> **Exercise description**:
Write out every item below word for word, omitting the pictures.

Items for identifying locations
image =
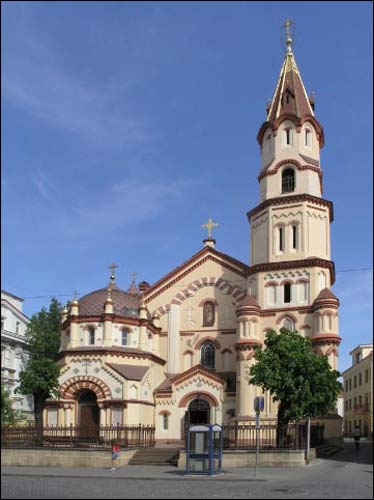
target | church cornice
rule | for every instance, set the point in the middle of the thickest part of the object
(117, 351)
(284, 200)
(298, 122)
(293, 264)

> **Output**:
image =
target | church cornice
rule | for every instance, set the point in the middle of the thickest part of the object
(117, 351)
(284, 200)
(298, 122)
(293, 264)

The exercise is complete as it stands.